◆ **COMPITO A**: Nel testo sulle terapie di conversione, elenca tutte le conseguenze riportate nella frase che comincia con "Inoltre, hanno sperimentato".
◆ **COMPITO B**: Prosegui il testo sulle terapie di conversione a partire dall'ultima frase riportata.

La maggior parte delle terapie di conversione si basano su teorie non comprovate scientificamente secondo cui la sessualità può essere modificata da una forte convinzione religiosa o dal superamento dei "traumi" dell'infanzia. In sintesi una tortura delirante.
La terapia di conversione è dannosa?
Assolutamente Sì.
Studi recenti hanno dimostrato che nei soggetti sottoposti a questi interventi riparativi i tentativi di suicidio aumentavano drasticamente durante o dopo il trattamento. Molti partecipanti hanno riportato gravi stati patologici tra cui sintomi depressivi, ansiosi e di panico dopo questi trattamenti.
Inoltre, hanno sperimentato una ridotta autostima, isolamento sociale, un senso di alienazione, perdita di sostegno della comunità, completa perdita di fiducia, ridotta capacità di provare intimità, disfunzione sessuale o impotenza.
Se sono in difficoltà con la mia sessualità, identità di genere o orientamento sessuale, che tipo di terapeuta dovrei cercare?
Quando si riscontrano difficoltà con la propria identità sessuale è bene affidarsi primariamente solo a Psicologi e Psichiatri iscritti ai relativi albi professionali, che siano preparati adeguatamente su queste tematiche, e che facciano della scienza la loro traiettoria terapeutica. Non affidarsi assolutamente a figure non riconosciute. Denunciate qualsiasi abuso contro la vostra privacy, identità e sessualità.
La comunità scientifica
Le linee guida delle più importanti organizzazioni Americane di Salute Mentale negli Stati Uniti come l’American Psychiatric Association o l'American Counselling Association affermano che qualsiasi clinico deve astenersi totalmente da pratiche di conversione perché non hanno nessuna evidenza scientifica e danneggiano anche irreversibilmente la salute delle persone. Non esistono studi definitivi che abbiamo comprovato scientificamente l'effettiva conversione dall'omosessualità all’eterosessualità.

◆ **DATI FORNITI**:

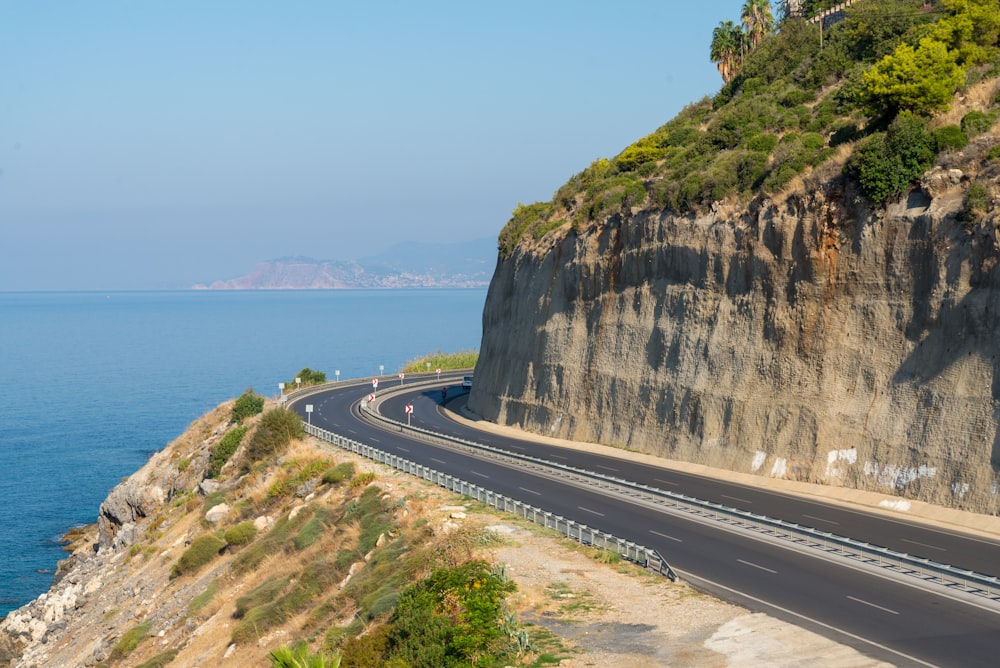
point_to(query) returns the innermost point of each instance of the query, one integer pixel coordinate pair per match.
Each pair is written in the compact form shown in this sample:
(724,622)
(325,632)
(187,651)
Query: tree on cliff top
(761,130)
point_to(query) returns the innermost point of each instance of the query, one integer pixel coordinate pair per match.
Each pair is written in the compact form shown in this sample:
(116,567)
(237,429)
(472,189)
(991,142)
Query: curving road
(881,617)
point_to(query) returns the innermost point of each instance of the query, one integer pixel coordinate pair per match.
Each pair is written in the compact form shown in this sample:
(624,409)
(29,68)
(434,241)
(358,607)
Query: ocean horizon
(92,383)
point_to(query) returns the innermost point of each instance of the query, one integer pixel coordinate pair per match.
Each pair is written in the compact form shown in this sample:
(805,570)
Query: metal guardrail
(927,570)
(641,555)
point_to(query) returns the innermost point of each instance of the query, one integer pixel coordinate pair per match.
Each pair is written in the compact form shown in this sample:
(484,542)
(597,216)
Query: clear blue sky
(151,145)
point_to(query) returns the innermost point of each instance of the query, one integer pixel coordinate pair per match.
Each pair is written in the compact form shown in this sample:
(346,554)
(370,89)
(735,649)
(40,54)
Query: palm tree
(759,21)
(727,42)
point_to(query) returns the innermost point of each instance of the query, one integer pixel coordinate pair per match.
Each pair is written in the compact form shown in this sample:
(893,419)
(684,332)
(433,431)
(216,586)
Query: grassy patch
(160,660)
(463,359)
(264,593)
(241,534)
(338,474)
(130,640)
(202,550)
(202,599)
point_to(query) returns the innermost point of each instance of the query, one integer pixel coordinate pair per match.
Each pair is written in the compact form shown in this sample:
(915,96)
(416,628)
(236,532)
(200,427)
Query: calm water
(91,384)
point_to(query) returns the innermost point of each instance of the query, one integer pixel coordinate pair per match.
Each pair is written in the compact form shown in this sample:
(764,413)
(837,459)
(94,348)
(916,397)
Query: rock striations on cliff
(805,335)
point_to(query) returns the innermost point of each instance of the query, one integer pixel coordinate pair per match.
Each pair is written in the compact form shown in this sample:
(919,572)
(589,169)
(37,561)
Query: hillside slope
(798,328)
(119,600)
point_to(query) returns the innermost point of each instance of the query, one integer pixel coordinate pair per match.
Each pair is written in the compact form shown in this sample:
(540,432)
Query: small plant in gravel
(202,599)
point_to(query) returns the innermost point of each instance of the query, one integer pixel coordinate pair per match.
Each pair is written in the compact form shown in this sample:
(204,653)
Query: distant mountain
(415,265)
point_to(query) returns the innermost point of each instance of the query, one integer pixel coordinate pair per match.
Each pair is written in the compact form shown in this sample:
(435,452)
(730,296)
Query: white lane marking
(811,620)
(858,600)
(663,535)
(933,547)
(750,563)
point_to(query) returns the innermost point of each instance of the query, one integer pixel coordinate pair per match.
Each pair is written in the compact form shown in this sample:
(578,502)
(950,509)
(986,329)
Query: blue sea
(92,384)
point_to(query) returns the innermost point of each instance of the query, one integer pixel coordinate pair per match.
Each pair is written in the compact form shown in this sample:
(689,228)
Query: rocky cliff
(805,336)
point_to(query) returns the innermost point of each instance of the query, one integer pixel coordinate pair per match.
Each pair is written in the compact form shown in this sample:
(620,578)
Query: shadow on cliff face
(953,330)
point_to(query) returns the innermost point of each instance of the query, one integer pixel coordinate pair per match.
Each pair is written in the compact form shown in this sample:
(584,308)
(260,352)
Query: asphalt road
(881,617)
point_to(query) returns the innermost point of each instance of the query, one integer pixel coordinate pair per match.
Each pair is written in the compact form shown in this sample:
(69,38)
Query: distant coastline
(459,265)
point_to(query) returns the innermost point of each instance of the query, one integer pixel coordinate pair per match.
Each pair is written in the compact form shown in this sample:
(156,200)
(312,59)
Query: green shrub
(201,551)
(977,202)
(277,428)
(338,474)
(813,141)
(362,479)
(949,137)
(247,405)
(202,599)
(796,97)
(241,534)
(524,218)
(262,594)
(298,656)
(976,123)
(456,616)
(130,640)
(462,359)
(886,163)
(161,660)
(224,449)
(306,377)
(763,143)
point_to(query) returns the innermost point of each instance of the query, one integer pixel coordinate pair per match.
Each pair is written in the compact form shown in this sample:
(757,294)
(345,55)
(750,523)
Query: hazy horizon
(160,146)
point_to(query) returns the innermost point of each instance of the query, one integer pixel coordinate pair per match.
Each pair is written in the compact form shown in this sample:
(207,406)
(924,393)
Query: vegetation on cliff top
(792,96)
(306,548)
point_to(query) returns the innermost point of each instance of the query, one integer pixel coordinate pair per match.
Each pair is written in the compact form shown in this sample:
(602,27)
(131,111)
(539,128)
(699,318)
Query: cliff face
(807,337)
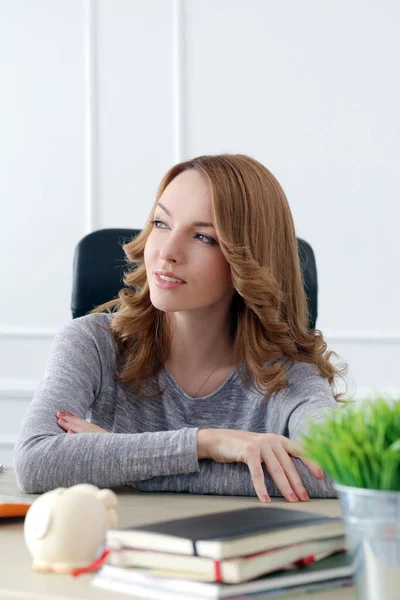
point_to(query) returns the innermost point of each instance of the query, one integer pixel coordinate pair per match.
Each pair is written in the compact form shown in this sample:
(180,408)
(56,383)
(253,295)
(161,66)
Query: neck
(199,341)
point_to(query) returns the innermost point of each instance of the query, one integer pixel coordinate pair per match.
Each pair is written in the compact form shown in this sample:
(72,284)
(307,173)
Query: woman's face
(183,246)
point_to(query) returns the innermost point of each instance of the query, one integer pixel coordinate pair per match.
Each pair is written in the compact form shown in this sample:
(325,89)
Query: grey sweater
(152,442)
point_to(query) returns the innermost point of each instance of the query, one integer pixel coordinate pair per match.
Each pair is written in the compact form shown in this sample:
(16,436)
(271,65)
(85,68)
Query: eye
(206,239)
(158,224)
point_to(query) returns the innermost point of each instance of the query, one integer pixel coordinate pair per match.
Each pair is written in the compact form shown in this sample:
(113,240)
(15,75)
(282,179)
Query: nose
(171,250)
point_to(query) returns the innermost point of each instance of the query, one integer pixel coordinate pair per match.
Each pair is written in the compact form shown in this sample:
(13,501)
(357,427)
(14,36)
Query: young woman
(203,373)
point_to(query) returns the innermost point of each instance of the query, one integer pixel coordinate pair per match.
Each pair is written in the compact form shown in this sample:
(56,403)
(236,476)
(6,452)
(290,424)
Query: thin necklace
(213,369)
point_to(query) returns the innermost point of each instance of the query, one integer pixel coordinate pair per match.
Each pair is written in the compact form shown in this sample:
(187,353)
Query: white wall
(99,98)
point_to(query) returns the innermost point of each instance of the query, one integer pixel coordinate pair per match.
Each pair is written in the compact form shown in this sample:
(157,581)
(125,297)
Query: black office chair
(99,264)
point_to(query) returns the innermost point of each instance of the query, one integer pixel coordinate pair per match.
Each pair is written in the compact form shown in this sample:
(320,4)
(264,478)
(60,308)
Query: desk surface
(17,580)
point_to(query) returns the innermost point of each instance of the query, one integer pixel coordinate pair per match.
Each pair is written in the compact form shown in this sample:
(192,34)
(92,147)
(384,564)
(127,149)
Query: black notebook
(228,534)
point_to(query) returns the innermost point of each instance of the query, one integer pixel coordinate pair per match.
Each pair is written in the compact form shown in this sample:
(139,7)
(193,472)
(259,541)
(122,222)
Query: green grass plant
(358,444)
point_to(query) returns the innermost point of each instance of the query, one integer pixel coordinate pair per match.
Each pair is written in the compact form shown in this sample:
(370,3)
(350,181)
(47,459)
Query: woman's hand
(72,424)
(231,445)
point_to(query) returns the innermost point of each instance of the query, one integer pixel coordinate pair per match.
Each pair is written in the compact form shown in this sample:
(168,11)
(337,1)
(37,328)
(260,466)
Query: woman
(203,372)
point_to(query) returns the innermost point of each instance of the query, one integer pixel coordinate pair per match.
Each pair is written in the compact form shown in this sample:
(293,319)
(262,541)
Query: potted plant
(358,446)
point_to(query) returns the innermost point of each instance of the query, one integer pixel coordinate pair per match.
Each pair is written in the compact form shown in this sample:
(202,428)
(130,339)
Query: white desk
(17,580)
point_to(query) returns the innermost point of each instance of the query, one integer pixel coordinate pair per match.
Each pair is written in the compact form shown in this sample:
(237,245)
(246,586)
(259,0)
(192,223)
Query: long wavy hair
(269,311)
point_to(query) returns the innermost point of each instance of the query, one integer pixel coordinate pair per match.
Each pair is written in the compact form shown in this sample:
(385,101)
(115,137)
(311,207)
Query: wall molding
(362,336)
(178,84)
(350,336)
(91,120)
(36,333)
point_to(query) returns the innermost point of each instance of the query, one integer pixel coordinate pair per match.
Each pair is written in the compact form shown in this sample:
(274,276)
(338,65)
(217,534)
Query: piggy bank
(65,529)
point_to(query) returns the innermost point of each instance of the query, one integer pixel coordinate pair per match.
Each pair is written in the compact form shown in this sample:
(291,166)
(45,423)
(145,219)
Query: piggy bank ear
(42,524)
(107,498)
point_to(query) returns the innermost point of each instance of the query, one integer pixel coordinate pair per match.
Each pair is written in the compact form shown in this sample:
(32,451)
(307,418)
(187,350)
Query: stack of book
(260,550)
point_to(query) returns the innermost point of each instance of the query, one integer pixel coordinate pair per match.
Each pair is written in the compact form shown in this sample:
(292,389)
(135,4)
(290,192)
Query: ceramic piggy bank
(65,528)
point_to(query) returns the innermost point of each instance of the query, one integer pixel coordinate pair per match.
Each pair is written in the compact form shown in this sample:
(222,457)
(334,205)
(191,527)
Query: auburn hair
(269,312)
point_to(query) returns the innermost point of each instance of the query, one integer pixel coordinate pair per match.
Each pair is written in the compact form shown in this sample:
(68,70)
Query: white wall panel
(136,126)
(311,89)
(42,158)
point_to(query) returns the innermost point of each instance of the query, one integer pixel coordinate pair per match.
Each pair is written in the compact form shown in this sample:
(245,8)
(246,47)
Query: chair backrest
(99,263)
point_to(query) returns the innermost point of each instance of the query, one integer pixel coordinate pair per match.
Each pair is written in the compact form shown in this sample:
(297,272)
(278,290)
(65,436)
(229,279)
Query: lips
(170,274)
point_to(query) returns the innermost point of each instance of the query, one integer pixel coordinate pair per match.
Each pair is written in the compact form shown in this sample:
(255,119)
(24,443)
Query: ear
(42,524)
(108,498)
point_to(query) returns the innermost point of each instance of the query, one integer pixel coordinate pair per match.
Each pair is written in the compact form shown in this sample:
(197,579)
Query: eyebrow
(195,224)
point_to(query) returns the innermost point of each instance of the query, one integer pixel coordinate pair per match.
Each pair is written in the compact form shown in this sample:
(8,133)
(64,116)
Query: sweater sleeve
(233,479)
(46,457)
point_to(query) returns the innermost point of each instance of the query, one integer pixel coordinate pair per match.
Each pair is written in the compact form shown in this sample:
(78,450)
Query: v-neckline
(232,376)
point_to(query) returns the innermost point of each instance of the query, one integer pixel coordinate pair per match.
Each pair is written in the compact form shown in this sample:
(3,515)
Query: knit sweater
(151,443)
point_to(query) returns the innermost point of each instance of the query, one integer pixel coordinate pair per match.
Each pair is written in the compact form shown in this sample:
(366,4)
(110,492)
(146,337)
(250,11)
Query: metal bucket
(372,520)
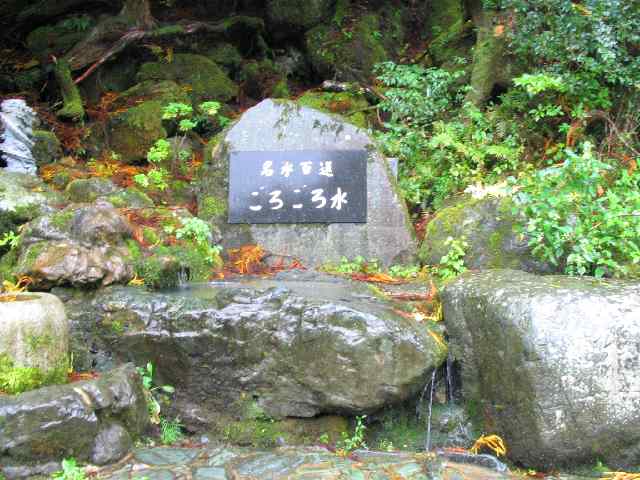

◆ **RISPOSTA A**:
- ridotta autostima
- isolamento sociale
- un senso di alienazione
- perdita di sostegno della comunità
- completa perdita di fiducia
- ridotta capacità di provare intimità
- disfunzione sessuale o impotenza

◆ **RISPOSTA B**:
Nel 2010 in Italia è stato pubblicato un documento sottoscritto da psicologi, psichiatri, psicoterapeuti, psicoanalisti, studiosi e ricercatori nel campo della salute mentale e della formazione per condannare ogni tentativo di patologizzare l'omosessualità, affermando che "qualunque trattamento mirato a indurre il/la paziente a modificare il proprio orientamento sessuale si pone al di fuori dello spirito etico e scientifico". Il Consiglio Nazionale dell'Ordine degli Psicologi (CNOP) si è espresso più volte sulla dannosità delle terapie riparative e contro la concezione dell'omosessualità come malattia.
L'ICD-10 (Classificazione Internazionale delle Malattie) dell'Organizzazione Mondiale della Sanità, che viene ampiamente utilizzata nel mondo assieme al DSM-V, stabilisce che «l'orientamento sessuale in sé non deve essere considerato come una malattia.
Il Professor Vittorio Lingiardi:
“Qualunque intervento di conversione dall'omosessualità non solo è inefficace, non essendo una patologia, ma è anche dannoso. E può indurre i giovani al suicidio. Chi parla di omosessualità come condizione modificabile non ha alcun riconoscimento nella comunità scientifica”.
In ultimo, ma non per minore importanza, anche il Codice Deontologico degli Psicologi Italiani mette in guardia i professionisti dall’adozione di pratiche professionali invalidanti, lesive della dignità umana e di dubbia, se non inesistente, fondatezza scientifica.
Il Testo, infatti, in maniera del tutto ferma e senza indugio, all’art.4 recita testualmente:
nell’esercizio della professione, lo psicologo rispetta la dignità, il diritto alla riservatezza, all’autodeterminazione ed all’autonomia di coloro che si avvalgono delle sue prestazioni; ne rispetta opinioni e credenze, astenendosi dall’imporre il suo sistema di valori; non opera discriminazioni in base a religione, etnia, nazionalità, estrazione sociale, stato socio-economico, sesso di appartenenza, orientamento sessuale, disabilità. Lo psicologo utilizza metodi e tecniche che salvaguardando tali principi, e rifiuta la sua collaborazione ad iniziative lesive degli stessi […] (Calvi e Gullotta, 2012).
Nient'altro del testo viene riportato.